- Estratti dei dati
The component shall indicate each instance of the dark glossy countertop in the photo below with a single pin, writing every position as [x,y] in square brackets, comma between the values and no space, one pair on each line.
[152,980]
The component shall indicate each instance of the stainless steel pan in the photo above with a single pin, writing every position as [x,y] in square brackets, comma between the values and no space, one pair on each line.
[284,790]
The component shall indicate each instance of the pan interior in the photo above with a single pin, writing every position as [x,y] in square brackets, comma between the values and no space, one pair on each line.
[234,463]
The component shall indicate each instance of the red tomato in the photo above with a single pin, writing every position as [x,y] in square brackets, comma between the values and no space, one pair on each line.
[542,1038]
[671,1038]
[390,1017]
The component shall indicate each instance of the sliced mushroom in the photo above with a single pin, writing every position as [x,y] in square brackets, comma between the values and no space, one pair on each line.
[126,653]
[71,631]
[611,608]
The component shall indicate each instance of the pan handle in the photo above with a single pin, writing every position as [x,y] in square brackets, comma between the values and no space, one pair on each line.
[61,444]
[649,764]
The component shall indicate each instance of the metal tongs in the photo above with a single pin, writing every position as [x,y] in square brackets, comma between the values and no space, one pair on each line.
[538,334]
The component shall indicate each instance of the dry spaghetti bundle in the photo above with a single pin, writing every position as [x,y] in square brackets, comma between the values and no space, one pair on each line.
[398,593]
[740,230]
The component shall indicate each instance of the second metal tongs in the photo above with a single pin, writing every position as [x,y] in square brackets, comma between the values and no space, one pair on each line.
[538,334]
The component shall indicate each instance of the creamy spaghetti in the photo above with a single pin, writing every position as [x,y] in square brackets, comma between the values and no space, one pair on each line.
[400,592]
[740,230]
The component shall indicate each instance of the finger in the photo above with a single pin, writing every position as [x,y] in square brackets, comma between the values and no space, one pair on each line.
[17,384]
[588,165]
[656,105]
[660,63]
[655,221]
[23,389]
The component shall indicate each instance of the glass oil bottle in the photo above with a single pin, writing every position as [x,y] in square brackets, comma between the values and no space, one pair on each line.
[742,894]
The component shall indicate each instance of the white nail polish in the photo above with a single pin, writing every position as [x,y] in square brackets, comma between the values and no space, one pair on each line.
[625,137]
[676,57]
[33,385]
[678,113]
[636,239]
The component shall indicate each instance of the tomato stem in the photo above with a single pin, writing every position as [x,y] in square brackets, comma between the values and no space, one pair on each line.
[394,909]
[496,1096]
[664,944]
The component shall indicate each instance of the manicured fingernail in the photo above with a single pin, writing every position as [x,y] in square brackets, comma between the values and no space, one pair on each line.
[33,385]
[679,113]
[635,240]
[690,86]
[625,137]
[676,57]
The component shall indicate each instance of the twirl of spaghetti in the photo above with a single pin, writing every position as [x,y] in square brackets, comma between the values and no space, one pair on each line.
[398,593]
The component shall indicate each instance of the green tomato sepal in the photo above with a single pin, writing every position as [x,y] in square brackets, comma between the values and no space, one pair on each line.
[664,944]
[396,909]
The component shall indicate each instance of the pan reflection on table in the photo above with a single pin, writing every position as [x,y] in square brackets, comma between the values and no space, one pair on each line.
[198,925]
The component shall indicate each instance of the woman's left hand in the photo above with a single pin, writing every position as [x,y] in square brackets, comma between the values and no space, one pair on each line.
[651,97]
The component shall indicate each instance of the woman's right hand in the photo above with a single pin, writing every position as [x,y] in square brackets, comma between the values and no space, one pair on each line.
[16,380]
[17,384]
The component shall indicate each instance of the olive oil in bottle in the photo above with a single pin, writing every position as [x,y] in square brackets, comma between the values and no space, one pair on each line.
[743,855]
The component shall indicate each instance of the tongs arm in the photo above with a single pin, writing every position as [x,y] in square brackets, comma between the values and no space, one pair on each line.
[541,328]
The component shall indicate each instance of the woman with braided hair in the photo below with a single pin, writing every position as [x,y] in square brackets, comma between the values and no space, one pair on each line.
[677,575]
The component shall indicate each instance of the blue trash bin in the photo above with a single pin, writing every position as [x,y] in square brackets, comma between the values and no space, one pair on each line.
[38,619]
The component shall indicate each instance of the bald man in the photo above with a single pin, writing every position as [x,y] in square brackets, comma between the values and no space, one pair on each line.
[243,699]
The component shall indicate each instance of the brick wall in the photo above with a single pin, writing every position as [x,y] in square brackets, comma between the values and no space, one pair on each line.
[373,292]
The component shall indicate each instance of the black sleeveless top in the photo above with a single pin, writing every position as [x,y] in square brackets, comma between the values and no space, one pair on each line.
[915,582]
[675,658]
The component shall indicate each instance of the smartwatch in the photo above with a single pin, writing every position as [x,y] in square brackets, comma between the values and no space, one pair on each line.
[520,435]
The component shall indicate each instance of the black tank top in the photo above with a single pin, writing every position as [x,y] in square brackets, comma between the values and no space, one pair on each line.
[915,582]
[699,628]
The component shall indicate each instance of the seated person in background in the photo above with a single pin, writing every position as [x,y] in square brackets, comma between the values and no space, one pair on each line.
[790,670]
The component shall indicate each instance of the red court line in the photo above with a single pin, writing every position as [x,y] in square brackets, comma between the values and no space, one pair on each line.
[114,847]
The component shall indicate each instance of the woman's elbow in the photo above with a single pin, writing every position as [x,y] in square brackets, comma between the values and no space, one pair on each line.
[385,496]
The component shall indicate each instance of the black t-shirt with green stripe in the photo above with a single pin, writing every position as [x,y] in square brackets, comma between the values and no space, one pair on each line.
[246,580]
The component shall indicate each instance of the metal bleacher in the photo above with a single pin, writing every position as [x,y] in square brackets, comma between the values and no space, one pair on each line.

- Consegna
Riscrivi le righe dell'elenco da quella che contiene "The component shall indicate each instance of the seated" fino alla fine dell'elenco, entrambe comprese, e sostituisci "pin" con "marker" senza cambiare nient'altro.

- Esercizio svolto
The component shall indicate each instance of the seated person in background in the photo above with a single marker, writing every position as [x,y] in square brackets, comma between the values and no space, one pair on each line.
[790,670]
The component shall indicate each instance of the red court line in the photo above with a single marker, writing every position as [x,y] in square brackets, comma between the values and no space, one pair on each line.
[114,847]
The component shall indicate each instance of the woman's elbow in the photo above with a single marker, writing every position as [x,y] in square brackets, comma between the values and no space, one pair on each line.
[385,496]
The component shall indicate each instance of the black t-shirt with green stripe in the photo above with a single marker, writing every position as [x,y] in square brackets, comma between the values and no space, one pair on each line.
[246,580]
The component shall indicate each instance of the metal bleacher in the photo above with a single marker, writing every position as [x,y] in square brackets, comma between the values and no space, one pair on each line.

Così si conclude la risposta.